Salicylic acid and its positive effect in hydroponics

When looking for ways to increase crop yields we usually want something that is safe for the environment, safe for us and able to give us a substantial bang for our buck. From the multitude of additives that have been researched during the past 30 years one simple organic molecule seems to fit all the requirements very well: salicylic acid. Today we are going to talk about why this additive is so interesting for use in hydroponic culture, the results it has shown in peer reviewed publications and how we can use it to increase our crop yields. For those of you interested in this molecule I would also recommend reading this 2010 review which contains a much more detailed look into the scientific literature surrounding salicylic acid research in higher plants.

Salicylic acid is a simple organic molecule with the structure showed above. We have known for a long time that plants produce it and we knew almost right from the start that it played a key role in plants’ response to diseases and stress (see here for some early insights from Tobacco cultivation). Salicylic acid is used as a signaling molecule in plants (a.k.a hormone), moving from stressed organs to non-stressed ones as the plant is attacked. However its role is much more complex, having functions related with chloroplast creation, inhibition of fruit ripening and many other important processes.

Extracted material:

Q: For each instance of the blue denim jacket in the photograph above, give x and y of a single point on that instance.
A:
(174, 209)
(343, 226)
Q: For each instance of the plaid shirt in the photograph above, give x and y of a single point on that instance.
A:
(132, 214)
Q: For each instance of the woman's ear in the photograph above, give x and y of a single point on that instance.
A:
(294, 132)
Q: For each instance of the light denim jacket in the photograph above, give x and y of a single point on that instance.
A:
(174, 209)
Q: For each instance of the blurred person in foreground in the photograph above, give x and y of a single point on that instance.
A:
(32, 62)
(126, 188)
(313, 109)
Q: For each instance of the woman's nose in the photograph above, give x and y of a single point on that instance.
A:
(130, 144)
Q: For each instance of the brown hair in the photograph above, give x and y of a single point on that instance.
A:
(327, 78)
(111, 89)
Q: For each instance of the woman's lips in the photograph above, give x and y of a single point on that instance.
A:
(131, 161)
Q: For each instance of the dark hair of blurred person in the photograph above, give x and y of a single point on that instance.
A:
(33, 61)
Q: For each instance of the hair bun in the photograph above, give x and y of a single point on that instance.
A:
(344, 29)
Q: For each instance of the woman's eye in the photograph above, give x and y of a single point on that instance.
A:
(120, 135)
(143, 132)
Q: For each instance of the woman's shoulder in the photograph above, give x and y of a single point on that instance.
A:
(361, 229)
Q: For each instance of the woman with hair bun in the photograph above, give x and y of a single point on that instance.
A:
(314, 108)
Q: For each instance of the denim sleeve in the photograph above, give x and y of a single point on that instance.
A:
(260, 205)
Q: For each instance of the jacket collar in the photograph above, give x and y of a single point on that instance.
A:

Exercise requirements: In the salicylic acid text, which way does salicylic acid move within a plant when the plant is attacked?

Answer to this problem: It moves from stressed organs to non-stressed ones.